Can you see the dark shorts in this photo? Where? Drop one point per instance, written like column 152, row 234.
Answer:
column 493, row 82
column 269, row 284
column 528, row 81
■ ■ ■ ■
Rewrite each line of the data above as a numbered list, leaving out any blank lines.

▶ [SOLVED PROBLEM]:
1. Can you see the dark shorts in this photo? Where? Drop one point per instance, written like column 152, row 234.
2. Answer:
3. column 493, row 82
4. column 269, row 284
5. column 528, row 81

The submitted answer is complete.